Great, that is much simpler.

> Then you can look for a BOM; if one is found, then you
> adjust the start point to be just past the BOM; if it is UTF-16BE, on Windows you then run
> through and swap the bytes of each UTF-16 character.before working with the data. If it
> is UTF-8, then you treat it as UTF-8 for whatever reason you want UTF-8; if it is
> UTF-16LE, then you treat it as Windows' native UTF-16 encoding and do with it what you
> want. But because two \x00 bytes have been appended, it is already a NUL-terminated
> string. This is not Rocket Science, and it does not impose on the end user the need to
> insert a non-standard character at the end of the file. What, exactly, is the problem
> that appending a \xFF to the file solve that appending a \x00 byte after the file is read
> does not?
>
> Note this algorithm can be generalized to support the possibility of UTF-32LE and UTF-32BE
> input files. But I leave that generalization as an Exercise For The Reader.
>
> Requiring the user put some weird character at the end of the file is just a stupid
> design. No sane designer (let alone a superb designer) would impose such an ubelievably
> stupid requirement!
> joe

Not stupid at all, merely ignorant, there is a huge difference.

>
>>>>
>>>> Am I the only one who senses a problem here. If you're reading
>>>> from an external source (a file), then you have to assume that
>>>> the file might contain anything; people do pass in the wrong
>>>> filename, and your program has to handle that gracefully.
__________________________________________________
WHAT THIS EXERCISE ASKS:
1/ In the forum thread about detecting byte order marks, translate this sentence into Spanish: "Note this algorithm can be generalized to support the possibility of UTF-32LE and UTF-32BE input files."
2/ Pick up the forum thread about detecting byte order marks after its last sentence and continue writing it.
__________________________________________________
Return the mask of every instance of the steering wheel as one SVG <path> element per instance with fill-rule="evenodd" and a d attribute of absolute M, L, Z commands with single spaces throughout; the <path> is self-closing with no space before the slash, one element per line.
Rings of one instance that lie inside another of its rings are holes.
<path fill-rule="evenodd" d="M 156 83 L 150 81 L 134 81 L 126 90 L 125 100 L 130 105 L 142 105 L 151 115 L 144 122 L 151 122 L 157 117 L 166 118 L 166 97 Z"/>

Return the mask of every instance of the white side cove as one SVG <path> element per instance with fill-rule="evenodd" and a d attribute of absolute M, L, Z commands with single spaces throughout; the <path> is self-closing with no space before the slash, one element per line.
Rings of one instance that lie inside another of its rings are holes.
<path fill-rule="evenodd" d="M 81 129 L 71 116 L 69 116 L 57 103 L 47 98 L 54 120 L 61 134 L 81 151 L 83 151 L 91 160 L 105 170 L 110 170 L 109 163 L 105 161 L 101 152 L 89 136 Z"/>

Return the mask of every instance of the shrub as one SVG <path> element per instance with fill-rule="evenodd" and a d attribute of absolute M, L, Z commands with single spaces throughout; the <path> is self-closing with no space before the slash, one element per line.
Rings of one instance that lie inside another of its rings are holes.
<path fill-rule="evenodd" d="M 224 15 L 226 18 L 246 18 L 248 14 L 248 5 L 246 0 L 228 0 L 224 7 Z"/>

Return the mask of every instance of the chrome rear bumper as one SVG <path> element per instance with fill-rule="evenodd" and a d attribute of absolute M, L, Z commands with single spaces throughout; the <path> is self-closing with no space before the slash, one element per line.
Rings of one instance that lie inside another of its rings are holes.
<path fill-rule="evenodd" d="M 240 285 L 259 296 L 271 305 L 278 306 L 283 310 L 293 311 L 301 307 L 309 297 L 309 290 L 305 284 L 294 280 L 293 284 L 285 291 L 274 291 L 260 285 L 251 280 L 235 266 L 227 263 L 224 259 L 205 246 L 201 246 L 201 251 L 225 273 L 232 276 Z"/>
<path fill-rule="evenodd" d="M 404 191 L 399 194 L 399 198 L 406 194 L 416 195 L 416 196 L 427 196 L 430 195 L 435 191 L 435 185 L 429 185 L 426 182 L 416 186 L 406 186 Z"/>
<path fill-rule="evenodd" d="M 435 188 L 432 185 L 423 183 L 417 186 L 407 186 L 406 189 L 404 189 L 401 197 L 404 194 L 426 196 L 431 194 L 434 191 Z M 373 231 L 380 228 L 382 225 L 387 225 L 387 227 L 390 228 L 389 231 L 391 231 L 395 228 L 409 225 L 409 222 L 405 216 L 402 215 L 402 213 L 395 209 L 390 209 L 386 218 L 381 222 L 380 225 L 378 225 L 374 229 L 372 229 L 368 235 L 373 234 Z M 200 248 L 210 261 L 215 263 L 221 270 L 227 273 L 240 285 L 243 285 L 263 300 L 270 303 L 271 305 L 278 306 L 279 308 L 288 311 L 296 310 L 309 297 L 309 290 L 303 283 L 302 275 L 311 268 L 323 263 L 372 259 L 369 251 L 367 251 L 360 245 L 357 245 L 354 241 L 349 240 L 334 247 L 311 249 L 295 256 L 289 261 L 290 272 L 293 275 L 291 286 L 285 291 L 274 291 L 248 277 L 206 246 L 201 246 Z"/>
__________________________________________________
RESULTS OF THE EXERCISE:
1/ Tenga en cuenta que este algoritmo puede generalizarse para admitir la posibilidad de archivos de entrada UTF-32LE y UTF-32BE.

2/
>>>> (Error message, etc.)
>>>>
>>>> --
>>>> James Kanze
>>>
>>> I must be validating UTF-8 and well as converting it to UTF-32. Only a DFA
>>> can do this very quickly.
>>
>> You didn't respond to JK's point. If you require the file to contain 0xFF
>> as the last byte then if a wrong file is given by mistake your algorithm
>> will perform a buffer overrun as you only rely on the sentinel to check for
>> end. This is a crash waiting to happen. Better to not rely on a sentinel
>> at all and check if end has been reached each iteration, we are only talking
>> about an extra CPU instruction per iteration (compare and conditional jump
>> versus unconditional jump).
>>
>> /Leigh
> Joseph M. Newcomer [MVP]
> email: newcomer(a)flounder.com
> Web: http://www.flounder.com
> MVP Tips: http://www.flounder.com/mvp_tips.htm

From: Peter Olcott on 20 May 2010 14:05

On 5/20/2010 12:49 PM, Joseph M. Newcomer wrote:
> See below...
> On Thu, 20 May 2010 11:43:51 -0500, Peter Olcott<NoSpam(a)OCR4Screen.com> wrote:
>
>> I do not require this. probably the best tradeoff of the various design
>> alternatives keeping maximum speed as the binding constraint is that the
>> user passes me a mutable std::vector<unsigned char>. My code both
>> appends and then later removes the required 0xFF.
> ****
> But this is also a stupid design, because it tends to impose the requirement of a complete
> copy of the string. For someone who is as compulsive about performance as you are,
> requiring a string copy seems remarkably silly. Particularly because it can be done at
> ZERO cost when the file is read. But I will leave this complex and subtle technique as an
> Exercise For The Reader.

No.

void UTF8_to_UTF32(std::vector<unsigned char>& UTF8,
std::vector<unsigned int>& UTF32);

> ****
>>
>> I could also provide an overloaded immutable function that is slower
>> because it must copy all of the data.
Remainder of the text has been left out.